This summer I had the pleasure of reading Simon Schama’s book Citizens, a labelled ‘Chronicle of the French Revolution’. It is an era that I return to now and again, such is its impact on world history; however, I find the various threads, main players, and factions incredibly confusing. Schama is a historian I rate very highly and I enjoyed the read through the period 1789-1794, which allowed me to come across engaging historical incidents. One of these involves Charlotte Corday.

Charlotte Corday’s name is forever linked to the French Revolution due to her decision to play a part in a brutal act: the assassination of the Jacobin leader Jean-Paul Marat. The murder itself has been depicted in the contemporary painting by Jacques-Louis David (‘The Death of Marat’), further impressing the murder on the public consciousness.

death of marat
David’s ‘The Death of Marat’

Corday has been hailed as ‘the Angel of Assassination’, and perhaps I (and generations of others) have been interested in the whole event because of her gender and of her unassuming background. She decided to act against Marat because of the political upheaval of the period, with the Jacobins purging their rivals the Girondins; she felt as if she had to act in this bloody manner in order to protect France. There is a clear modern analogy in the UK with the divisions caused by Brexit, especially in the more extreme methods and positions that politicians and the populace are prepared to take.
· · · ·
# EXERCISE TASKS
#1 In the Charlotte Corday post, set down the passage word for word, beginning at the words "This summer I" and stopping after "involves Charlotte Corday.".
#2 Answer these from the Charlotte Corday post:
(a) What period does the writer say the reading of Citizens covered?
(b) Who painted "The Death of Marat"?
(c) Which rivals were the Jacobins purging?

# EXCERPTED DATA
· · · ·
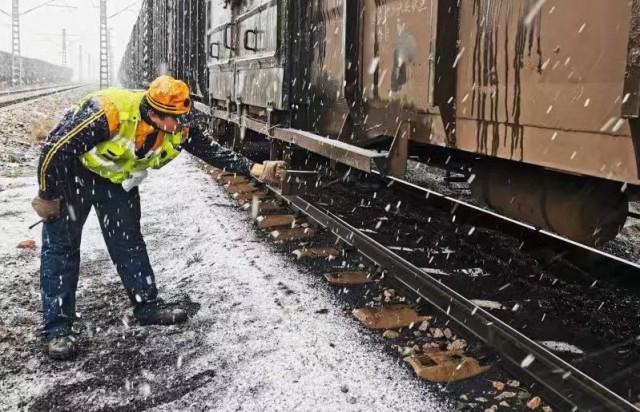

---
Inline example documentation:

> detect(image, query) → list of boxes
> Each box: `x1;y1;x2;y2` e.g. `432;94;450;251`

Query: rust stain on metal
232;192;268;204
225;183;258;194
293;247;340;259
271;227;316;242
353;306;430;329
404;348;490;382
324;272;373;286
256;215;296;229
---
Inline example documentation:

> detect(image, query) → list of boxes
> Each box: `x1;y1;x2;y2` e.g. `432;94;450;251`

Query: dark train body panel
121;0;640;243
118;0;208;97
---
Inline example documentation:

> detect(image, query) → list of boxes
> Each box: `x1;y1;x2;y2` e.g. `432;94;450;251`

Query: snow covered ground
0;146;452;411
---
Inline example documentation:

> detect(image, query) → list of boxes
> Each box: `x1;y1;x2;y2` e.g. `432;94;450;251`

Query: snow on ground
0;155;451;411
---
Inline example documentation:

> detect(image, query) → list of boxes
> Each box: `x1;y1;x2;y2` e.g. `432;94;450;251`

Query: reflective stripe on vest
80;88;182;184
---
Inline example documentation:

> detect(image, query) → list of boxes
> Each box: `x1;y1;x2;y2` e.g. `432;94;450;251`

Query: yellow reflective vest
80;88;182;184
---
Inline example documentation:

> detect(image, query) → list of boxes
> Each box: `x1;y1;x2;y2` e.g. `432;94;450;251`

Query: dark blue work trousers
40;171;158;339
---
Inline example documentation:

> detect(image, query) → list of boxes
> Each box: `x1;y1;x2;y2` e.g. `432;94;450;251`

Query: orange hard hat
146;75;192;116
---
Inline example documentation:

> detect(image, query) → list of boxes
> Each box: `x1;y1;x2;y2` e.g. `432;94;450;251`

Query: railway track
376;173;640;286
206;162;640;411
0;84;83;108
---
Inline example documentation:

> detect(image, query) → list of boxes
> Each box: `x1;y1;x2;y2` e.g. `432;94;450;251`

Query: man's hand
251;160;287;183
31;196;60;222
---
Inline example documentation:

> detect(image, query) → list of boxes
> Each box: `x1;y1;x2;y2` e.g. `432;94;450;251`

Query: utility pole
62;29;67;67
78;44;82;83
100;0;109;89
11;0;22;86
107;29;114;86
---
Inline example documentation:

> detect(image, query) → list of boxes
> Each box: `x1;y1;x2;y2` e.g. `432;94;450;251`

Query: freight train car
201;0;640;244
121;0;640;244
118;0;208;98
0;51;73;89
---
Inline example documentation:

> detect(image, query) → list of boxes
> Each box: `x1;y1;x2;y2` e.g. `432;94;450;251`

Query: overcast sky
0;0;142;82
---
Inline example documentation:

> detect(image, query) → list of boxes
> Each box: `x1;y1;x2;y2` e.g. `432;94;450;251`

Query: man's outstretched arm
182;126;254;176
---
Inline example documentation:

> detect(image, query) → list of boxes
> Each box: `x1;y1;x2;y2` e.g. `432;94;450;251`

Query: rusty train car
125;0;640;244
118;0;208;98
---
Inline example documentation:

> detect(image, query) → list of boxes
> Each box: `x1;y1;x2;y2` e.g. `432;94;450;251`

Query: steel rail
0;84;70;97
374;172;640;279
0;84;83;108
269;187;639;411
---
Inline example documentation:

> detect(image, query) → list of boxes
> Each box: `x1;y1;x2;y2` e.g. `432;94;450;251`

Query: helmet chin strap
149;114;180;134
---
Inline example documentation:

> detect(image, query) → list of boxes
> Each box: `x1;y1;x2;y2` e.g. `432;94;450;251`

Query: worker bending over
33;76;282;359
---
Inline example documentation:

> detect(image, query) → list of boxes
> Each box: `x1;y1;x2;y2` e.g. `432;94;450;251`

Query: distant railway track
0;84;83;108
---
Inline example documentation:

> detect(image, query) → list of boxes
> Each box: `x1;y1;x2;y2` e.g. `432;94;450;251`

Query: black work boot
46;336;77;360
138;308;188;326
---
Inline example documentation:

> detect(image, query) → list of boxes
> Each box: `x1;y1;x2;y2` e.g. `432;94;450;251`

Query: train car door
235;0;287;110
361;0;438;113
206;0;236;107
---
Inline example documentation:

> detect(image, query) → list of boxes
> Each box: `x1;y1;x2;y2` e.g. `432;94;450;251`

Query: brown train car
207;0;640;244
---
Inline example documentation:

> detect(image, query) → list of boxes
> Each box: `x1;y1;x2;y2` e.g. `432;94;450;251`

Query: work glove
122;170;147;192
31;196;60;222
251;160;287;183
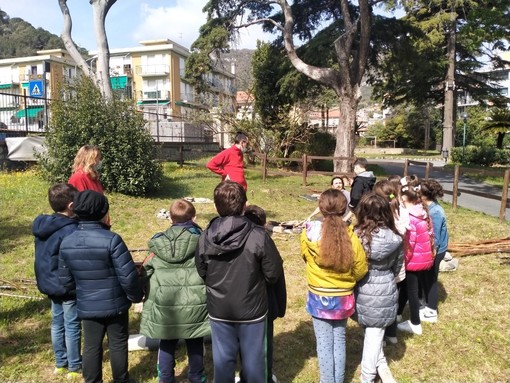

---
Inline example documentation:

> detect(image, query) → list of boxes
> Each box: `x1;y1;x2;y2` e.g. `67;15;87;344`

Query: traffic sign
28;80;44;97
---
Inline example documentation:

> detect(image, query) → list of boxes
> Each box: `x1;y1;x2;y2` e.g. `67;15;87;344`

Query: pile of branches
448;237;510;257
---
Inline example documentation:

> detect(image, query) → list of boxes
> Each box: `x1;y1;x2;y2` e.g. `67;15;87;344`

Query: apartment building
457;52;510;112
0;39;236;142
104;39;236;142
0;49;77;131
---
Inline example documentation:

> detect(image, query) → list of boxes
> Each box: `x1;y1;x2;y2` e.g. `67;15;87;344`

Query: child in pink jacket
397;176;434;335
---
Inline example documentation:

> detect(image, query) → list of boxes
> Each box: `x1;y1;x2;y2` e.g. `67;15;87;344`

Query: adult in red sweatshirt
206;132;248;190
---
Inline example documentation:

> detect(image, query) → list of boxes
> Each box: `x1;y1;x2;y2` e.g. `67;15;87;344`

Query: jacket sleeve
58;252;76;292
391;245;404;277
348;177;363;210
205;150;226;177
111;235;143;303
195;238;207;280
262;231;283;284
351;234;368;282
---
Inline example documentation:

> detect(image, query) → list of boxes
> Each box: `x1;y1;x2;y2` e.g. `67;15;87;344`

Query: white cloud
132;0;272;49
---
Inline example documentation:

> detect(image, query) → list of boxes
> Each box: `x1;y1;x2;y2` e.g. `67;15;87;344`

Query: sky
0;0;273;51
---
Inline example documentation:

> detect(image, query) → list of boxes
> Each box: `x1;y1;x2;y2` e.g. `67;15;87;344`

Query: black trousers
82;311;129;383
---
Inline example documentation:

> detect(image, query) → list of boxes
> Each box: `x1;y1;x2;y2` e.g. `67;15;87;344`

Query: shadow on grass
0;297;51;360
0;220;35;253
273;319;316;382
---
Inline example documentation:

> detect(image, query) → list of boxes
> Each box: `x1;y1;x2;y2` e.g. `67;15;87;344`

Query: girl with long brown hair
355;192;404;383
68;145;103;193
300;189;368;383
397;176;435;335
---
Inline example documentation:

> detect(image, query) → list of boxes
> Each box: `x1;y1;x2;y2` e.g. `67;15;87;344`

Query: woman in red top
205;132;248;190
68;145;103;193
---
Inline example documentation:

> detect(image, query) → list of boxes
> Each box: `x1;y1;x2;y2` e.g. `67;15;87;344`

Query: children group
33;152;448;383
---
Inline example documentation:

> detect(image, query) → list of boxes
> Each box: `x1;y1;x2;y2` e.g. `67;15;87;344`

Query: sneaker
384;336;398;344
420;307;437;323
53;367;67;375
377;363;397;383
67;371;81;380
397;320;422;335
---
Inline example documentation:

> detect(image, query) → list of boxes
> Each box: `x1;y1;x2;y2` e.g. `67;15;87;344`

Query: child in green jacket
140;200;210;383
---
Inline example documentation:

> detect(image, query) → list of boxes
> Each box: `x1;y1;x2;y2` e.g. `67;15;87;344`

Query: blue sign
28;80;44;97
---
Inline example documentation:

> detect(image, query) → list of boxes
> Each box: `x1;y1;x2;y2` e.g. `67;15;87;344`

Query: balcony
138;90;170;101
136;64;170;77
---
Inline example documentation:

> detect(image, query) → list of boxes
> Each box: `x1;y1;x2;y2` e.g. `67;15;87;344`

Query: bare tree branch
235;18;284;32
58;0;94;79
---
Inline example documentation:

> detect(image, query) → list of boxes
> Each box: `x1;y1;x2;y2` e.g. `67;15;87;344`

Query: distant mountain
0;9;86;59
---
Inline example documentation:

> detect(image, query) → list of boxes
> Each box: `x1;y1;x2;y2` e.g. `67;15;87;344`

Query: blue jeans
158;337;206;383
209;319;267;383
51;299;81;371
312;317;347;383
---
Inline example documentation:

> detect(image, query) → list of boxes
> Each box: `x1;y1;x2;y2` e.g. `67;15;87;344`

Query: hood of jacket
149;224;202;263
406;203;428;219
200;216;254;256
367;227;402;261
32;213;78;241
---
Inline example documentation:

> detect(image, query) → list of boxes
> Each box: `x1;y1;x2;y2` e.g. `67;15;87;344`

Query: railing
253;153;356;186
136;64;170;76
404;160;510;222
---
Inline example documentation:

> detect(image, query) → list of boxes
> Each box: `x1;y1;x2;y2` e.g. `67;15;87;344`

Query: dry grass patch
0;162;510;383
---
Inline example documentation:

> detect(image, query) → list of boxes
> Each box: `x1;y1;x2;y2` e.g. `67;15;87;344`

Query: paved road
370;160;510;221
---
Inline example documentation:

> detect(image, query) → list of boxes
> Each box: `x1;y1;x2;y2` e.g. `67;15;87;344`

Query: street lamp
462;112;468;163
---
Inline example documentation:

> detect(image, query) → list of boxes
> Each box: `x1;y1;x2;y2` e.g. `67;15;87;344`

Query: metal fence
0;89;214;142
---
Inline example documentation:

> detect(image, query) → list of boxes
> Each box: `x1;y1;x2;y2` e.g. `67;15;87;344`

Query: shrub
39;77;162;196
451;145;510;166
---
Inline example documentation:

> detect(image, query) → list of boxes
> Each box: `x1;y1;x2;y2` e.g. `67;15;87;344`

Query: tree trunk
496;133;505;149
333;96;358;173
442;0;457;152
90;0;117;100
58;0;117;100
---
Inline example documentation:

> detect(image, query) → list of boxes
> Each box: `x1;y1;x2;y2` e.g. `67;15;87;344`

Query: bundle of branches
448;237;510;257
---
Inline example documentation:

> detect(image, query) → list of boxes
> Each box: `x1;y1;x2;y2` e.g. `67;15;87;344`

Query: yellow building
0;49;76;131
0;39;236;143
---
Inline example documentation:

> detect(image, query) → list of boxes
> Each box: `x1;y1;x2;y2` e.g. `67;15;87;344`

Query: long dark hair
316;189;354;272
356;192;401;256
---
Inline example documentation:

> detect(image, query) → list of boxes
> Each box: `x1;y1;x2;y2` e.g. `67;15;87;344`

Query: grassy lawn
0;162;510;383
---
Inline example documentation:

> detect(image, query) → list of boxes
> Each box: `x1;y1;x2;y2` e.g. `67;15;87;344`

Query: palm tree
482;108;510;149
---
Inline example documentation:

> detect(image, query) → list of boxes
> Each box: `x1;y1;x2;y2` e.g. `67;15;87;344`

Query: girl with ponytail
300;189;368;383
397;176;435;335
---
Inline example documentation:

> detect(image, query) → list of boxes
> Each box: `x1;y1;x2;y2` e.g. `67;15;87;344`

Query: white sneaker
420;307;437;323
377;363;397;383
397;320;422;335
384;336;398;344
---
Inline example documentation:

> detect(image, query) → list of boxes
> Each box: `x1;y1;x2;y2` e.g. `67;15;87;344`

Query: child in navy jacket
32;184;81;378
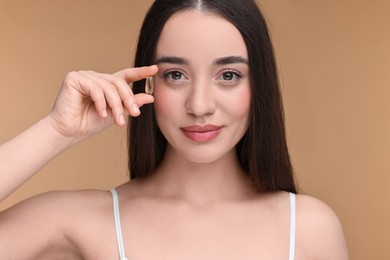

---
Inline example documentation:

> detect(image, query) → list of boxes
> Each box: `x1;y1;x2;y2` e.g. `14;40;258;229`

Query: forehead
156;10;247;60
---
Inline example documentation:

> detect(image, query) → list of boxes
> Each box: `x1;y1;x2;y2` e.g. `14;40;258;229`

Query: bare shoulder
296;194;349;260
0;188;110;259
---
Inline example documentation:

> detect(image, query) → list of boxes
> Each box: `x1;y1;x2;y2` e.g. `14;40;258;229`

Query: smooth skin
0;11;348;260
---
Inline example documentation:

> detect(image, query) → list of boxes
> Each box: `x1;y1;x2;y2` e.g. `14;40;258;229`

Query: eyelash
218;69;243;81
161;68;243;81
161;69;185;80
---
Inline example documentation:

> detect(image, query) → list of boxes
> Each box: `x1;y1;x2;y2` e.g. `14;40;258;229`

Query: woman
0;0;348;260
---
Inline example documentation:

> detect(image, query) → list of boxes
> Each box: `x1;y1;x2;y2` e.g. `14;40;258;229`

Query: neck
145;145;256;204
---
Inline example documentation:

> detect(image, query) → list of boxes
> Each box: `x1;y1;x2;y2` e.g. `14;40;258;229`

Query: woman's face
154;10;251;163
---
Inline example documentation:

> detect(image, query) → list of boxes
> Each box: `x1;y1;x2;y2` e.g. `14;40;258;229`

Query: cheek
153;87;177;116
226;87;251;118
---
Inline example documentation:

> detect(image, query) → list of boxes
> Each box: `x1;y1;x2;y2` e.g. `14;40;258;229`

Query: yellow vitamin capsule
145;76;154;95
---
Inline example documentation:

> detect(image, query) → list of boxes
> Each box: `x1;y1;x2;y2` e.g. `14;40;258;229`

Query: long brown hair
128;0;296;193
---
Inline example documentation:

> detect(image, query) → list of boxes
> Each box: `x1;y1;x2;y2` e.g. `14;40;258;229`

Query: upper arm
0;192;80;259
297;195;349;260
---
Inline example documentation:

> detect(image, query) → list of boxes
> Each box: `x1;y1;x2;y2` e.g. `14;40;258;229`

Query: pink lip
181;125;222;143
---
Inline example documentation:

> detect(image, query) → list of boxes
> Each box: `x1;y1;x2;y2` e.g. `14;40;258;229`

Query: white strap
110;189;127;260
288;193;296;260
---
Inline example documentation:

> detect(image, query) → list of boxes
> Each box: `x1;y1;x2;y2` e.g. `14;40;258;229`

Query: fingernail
· · · ·
# ANSWERS TO THE EXERCISE
#1
This summer I had the pleasure of reading Simon Schama’s book Citizens, a labelled ‘Chronicle of the French Revolution’. It is an era that I return to now and again, such is its impact on world history; however, I find the various threads, main players, and factions incredibly confusing. Schama is a historian I rate very highly and I enjoyed the read through the period 1789-1794, which allowed me to come across engaging historical incidents. One of these involves Charlotte Corday.

#2
(a) 1789-1794
(b) Jacques-Louis David
(c) The Girondins